↓
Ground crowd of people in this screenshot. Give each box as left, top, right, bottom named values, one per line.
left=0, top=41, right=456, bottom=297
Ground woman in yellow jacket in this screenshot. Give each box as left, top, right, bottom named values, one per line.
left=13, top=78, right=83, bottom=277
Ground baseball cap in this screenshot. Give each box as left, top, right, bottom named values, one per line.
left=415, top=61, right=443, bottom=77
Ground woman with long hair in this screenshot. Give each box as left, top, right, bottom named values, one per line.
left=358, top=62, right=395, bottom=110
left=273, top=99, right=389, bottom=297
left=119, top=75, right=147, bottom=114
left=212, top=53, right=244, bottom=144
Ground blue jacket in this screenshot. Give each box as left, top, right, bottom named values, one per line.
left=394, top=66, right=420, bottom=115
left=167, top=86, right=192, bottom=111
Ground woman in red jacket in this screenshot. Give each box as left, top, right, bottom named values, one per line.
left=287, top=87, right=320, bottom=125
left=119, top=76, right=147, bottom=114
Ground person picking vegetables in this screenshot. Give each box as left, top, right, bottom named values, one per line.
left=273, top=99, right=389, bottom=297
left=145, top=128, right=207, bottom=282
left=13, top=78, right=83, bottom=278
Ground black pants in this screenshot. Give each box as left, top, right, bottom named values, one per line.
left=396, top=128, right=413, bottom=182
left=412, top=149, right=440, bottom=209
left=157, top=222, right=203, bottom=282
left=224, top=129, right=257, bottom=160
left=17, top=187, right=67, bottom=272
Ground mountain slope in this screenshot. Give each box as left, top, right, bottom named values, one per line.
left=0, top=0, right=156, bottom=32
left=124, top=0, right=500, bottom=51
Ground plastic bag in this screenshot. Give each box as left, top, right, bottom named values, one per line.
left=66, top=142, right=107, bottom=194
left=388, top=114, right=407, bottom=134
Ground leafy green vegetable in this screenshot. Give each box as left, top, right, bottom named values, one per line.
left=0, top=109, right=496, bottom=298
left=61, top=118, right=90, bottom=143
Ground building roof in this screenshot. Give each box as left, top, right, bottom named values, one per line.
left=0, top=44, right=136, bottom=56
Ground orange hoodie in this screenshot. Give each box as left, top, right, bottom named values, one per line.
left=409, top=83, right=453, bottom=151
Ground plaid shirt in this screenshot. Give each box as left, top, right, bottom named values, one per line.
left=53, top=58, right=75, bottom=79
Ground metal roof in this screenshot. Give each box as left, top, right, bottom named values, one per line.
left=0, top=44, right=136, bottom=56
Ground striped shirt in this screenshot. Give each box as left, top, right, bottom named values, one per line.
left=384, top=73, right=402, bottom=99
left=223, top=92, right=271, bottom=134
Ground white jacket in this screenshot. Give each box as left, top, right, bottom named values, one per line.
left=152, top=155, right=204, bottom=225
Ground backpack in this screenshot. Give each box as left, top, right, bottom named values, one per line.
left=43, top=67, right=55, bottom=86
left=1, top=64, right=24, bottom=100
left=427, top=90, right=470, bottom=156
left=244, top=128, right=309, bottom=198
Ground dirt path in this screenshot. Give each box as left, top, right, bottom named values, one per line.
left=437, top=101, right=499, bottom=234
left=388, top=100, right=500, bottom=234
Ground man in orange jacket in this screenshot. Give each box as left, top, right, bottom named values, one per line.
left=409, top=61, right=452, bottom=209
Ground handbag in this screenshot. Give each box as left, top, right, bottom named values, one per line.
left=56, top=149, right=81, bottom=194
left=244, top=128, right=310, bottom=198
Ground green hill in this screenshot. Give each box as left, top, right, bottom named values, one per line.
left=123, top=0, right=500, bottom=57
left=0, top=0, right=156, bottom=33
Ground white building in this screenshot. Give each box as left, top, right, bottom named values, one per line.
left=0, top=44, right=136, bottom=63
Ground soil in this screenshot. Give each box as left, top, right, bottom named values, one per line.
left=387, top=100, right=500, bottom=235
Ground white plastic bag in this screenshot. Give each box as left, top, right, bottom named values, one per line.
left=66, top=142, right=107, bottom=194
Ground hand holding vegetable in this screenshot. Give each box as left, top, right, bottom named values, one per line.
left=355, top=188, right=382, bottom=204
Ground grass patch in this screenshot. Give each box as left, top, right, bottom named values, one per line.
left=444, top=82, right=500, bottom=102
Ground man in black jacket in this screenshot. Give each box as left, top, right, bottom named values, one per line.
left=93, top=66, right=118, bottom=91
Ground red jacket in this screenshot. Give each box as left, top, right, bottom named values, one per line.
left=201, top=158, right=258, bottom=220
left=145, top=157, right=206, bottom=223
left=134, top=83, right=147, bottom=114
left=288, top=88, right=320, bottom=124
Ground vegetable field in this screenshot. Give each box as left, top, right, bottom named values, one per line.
↑
Task objective
Each record must be reproduced exactly. Keep every one.

Answer for the task
Ground crowd of people in this screenshot. Give each box as left, top, right, bottom named values, one per line.
left=0, top=41, right=456, bottom=297
Ground woman in yellow jacket in this screenshot. Give each box as left, top, right, bottom named values, one per line.
left=13, top=78, right=83, bottom=277
Ground baseball cap in this screenshot. Give each box as left, top, right, bottom named values, one per line.
left=415, top=61, right=443, bottom=77
Ground woman with long hair in this screenshot. Give each box as left, top, right, bottom named values, one per line.
left=358, top=62, right=395, bottom=110
left=273, top=99, right=389, bottom=297
left=119, top=75, right=147, bottom=114
left=212, top=53, right=244, bottom=144
Ground blue jacket in this screenshot. Give each box as left, top, right, bottom named values, one per line.
left=394, top=66, right=420, bottom=115
left=167, top=86, right=192, bottom=111
Ground woman in red jacket in this screenshot. Give each box as left, top, right, bottom named values, one per line.
left=287, top=87, right=320, bottom=125
left=119, top=76, right=147, bottom=114
Ground person picking vegetables in this screenshot. Give each box as left, top, right, bottom named values, one per line.
left=273, top=99, right=389, bottom=297
left=145, top=128, right=207, bottom=282
left=13, top=78, right=83, bottom=278
Ground black pants in this screenshot. Give each box as left, top, right, bottom named values, one per line.
left=396, top=128, right=413, bottom=182
left=412, top=149, right=440, bottom=209
left=157, top=222, right=203, bottom=282
left=224, top=129, right=257, bottom=160
left=17, top=187, right=67, bottom=272
Ground mountain slope in this screenshot. Give each box as left, top, right, bottom named values, one per line.
left=0, top=0, right=156, bottom=32
left=124, top=0, right=500, bottom=51
Ground plastic bag in this screenshot. Give each box as left, top, right, bottom named values, one per line.
left=66, top=142, right=107, bottom=194
left=388, top=114, right=407, bottom=134
Ground leafy green vegetable in this screenshot. Give each box as left, top, right, bottom named values, one per line.
left=0, top=109, right=496, bottom=298
left=61, top=118, right=90, bottom=143
Ground building roof in this screenshot. Give each box as left, top, right, bottom named values, one per line.
left=0, top=44, right=136, bottom=56
Ground orange hoodie in this screenshot. Give each box as left, top, right, bottom named values, one per line.
left=409, top=83, right=453, bottom=151
Ground plaid shirt in this screenshot. Give each box as left, top, right, bottom named values, one per line.
left=53, top=58, right=75, bottom=79
Ground metal roof in this screenshot. Give each box as left, top, right, bottom named values, one per line.
left=0, top=44, right=136, bottom=56
Ground striped shirt in this screenshot. Give each box as left, top, right, bottom named values, one per line.
left=384, top=73, right=402, bottom=99
left=223, top=92, right=271, bottom=134
Ground white jacket in this screenshot. Give each box as left, top, right, bottom named values, one per line.
left=152, top=155, right=204, bottom=225
Ground backpack in this screenshot. Give each box as left, top, right, bottom named values, one per line.
left=43, top=67, right=55, bottom=86
left=1, top=64, right=24, bottom=100
left=427, top=90, right=470, bottom=156
left=244, top=128, right=309, bottom=198
Ground dirt path in this screenshot. Give each box as left, top, right, bottom named values, one per line.
left=437, top=101, right=499, bottom=234
left=388, top=100, right=500, bottom=234
Ground man in orange jacket in this screenshot. Give each box as left, top, right, bottom named values, one per line.
left=409, top=61, right=452, bottom=209
Ground handbag in this screenshot. Give each box as left, top, right, bottom named values, one per line.
left=56, top=149, right=81, bottom=194
left=244, top=128, right=310, bottom=198
Ground green hill in this screenshot. Give each box as left, top, right, bottom named values, one per line.
left=123, top=0, right=500, bottom=57
left=0, top=0, right=156, bottom=33
Ground white building in this screenshot. Give each box as left, top, right, bottom named values, one per line.
left=0, top=44, right=136, bottom=63
Ground soil in this screenshot. Give each box as left, top, right, bottom named values, one per line.
left=387, top=100, right=500, bottom=235
Ground white plastic bag in this screenshot. Give each box as left, top, right, bottom named values, one per line.
left=66, top=142, right=107, bottom=194
Ground hand holding vegetable in this screenshot. Give each box as left, top, right, bottom named values, one per line.
left=355, top=188, right=382, bottom=204
Ground grass patch in this screenshot. Give each box as left, top, right, bottom named values, one per line.
left=444, top=82, right=500, bottom=102
Ground man in black jacket in this screenshot. Give each box as left, top, right, bottom named values, one per line.
left=93, top=66, right=118, bottom=91
Ground red jacket in this screenshot. Give each box as left, top, right, bottom named values, one per line.
left=201, top=158, right=258, bottom=220
left=145, top=157, right=206, bottom=223
left=134, top=83, right=147, bottom=114
left=288, top=88, right=320, bottom=124
Ground vegetable field in this screenshot. Give each box as left, top, right, bottom named values, one per line.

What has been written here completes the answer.